- [Entries]:
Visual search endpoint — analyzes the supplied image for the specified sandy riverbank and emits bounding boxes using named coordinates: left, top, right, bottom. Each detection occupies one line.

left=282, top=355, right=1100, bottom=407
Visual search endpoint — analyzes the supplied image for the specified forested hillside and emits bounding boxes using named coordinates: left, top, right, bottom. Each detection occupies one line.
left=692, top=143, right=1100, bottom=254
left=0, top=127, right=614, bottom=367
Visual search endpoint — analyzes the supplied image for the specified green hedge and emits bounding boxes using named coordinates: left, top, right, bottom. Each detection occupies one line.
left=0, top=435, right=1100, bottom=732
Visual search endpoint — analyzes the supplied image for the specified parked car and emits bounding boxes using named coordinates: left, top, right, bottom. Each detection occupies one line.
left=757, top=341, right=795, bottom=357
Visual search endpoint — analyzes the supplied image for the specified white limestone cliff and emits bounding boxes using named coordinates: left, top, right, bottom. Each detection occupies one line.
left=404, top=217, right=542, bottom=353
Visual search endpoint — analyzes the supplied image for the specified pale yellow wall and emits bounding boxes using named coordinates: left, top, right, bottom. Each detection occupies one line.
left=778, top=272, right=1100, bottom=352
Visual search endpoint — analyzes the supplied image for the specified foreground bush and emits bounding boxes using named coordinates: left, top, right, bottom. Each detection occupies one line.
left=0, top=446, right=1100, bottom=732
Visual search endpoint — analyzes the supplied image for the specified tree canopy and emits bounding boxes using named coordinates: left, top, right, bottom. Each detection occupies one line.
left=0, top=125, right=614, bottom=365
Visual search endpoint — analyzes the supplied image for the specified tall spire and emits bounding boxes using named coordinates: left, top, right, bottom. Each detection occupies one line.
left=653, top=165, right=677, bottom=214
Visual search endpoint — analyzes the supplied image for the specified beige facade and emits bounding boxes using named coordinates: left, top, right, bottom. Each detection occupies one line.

- [Set problem]: Add 43 to every coordinate value in the bounding boxes, and rewrite every line from the start of the entries through the line containing "left=778, top=272, right=1100, bottom=352", with both of those lines included. Keep all other text unchanged.

- [Finished answer]:
Visual search endpoint — analyzes the supplied image for the specified sandy riverbank and emits bounding boxes using named coordinates: left, top, right, bottom. Each detection occupies one line.

left=325, top=398, right=1143, bottom=450
Visual search endpoint — analyzes the supplied image for the specified forested hillside and emits bounding boxes using named coordinates: left, top, right, bottom. Each detection occupies one line.
left=735, top=186, right=1143, bottom=297
left=43, top=170, right=657, bottom=410
Visual search endpoint — analyzes the supplied image for the specified green hedge and emits bounding boxes using named coordinates: left, top, right, bottom. Each detection occupies one line.
left=43, top=478, right=1143, bottom=775
Visual search endpoint — analyzes the supplied image for the specified parked car and emits bounding boxes using named coordinates: left, top, right, bottom. Each detection occupies one line.
left=800, top=384, right=838, bottom=400
Visual search endpoint — analyzes the supplied image for the specified white limestone cliff and emits bounding boxes using named coordinates: left, top, right, bottom. Each detection occupies one line.
left=447, top=260, right=585, bottom=396
Visual search endpoint — analyzes the supplied image for the specified pale yellow wall and emits bounding boxes using named coordinates: left, top, right, bottom. Each detection occupies one line.
left=821, top=315, right=1143, bottom=395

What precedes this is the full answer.